:: WORKING DATA

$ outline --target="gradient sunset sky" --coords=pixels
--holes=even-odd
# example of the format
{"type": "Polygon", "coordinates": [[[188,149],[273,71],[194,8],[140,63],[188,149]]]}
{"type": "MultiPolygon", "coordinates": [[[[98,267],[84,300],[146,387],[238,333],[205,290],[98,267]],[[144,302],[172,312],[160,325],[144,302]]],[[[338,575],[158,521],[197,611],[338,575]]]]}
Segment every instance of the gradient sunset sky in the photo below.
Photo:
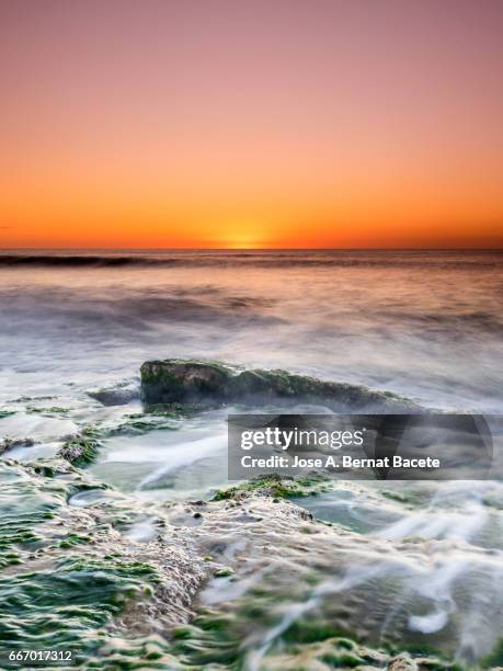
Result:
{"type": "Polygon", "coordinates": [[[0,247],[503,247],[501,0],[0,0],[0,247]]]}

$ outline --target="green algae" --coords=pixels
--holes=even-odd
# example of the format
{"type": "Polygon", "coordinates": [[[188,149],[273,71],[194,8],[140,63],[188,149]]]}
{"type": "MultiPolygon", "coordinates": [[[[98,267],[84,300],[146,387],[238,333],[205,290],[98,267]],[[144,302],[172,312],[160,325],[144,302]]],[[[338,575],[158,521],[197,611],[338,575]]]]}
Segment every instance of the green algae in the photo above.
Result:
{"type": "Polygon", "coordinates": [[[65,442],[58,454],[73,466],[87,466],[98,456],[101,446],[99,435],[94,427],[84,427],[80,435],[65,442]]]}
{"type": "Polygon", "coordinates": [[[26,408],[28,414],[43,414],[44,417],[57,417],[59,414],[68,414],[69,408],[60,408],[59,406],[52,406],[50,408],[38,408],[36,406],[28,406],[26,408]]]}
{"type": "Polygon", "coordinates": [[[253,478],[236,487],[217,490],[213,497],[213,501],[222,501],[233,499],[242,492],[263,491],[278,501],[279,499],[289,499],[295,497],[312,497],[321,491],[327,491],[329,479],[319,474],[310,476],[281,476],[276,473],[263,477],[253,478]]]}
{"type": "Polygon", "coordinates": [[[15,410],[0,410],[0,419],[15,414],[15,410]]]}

::::
:: WORKING DATA

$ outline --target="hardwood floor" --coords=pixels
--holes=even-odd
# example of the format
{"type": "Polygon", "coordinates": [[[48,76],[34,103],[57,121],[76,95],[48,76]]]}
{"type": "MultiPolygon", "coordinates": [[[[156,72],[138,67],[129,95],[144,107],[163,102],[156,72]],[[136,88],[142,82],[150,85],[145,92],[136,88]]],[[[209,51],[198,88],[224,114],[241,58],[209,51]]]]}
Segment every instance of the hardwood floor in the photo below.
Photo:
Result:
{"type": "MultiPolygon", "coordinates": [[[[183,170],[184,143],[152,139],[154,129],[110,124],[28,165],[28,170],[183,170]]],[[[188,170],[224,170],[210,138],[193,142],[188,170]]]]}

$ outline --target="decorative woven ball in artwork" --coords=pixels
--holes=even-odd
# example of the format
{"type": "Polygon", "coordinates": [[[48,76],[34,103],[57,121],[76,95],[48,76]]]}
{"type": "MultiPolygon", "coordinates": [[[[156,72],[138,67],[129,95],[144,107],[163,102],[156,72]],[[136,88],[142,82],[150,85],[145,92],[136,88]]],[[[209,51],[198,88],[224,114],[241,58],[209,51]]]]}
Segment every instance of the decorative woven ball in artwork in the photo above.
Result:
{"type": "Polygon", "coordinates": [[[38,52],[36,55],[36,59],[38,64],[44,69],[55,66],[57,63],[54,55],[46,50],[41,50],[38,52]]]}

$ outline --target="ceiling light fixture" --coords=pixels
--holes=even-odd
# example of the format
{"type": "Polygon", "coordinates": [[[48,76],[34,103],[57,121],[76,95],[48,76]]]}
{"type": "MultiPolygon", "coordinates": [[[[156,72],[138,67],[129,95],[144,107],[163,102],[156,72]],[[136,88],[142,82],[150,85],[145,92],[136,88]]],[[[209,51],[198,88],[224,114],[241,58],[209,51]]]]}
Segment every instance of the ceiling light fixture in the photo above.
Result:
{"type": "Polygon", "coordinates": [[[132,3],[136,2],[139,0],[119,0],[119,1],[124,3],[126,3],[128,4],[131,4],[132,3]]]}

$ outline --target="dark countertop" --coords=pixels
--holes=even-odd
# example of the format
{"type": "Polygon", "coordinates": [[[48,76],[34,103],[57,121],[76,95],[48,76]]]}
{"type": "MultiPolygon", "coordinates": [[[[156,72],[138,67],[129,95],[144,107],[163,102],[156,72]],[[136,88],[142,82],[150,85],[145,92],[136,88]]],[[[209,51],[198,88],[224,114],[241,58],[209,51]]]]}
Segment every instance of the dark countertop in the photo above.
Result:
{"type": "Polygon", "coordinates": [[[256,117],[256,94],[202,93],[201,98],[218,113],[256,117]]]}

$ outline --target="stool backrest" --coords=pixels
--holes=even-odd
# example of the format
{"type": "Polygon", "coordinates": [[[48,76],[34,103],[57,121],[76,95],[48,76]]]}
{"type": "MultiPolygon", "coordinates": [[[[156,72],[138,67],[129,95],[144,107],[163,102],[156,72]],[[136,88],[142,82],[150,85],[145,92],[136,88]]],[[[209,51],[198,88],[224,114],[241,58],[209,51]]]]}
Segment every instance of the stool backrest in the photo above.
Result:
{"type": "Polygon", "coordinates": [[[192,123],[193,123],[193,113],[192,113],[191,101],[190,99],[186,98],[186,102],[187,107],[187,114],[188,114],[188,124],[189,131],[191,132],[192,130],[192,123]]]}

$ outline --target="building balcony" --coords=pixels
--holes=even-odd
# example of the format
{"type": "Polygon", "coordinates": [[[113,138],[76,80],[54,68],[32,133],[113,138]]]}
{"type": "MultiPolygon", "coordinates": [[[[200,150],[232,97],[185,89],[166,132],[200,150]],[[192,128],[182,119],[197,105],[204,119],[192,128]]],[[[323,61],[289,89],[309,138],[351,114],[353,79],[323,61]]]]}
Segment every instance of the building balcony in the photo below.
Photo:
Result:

::::

THE EXERCISE: How many lines in the items above contain the string "balcony"? Reply with the number alone.

EXERCISE ANSWER: 2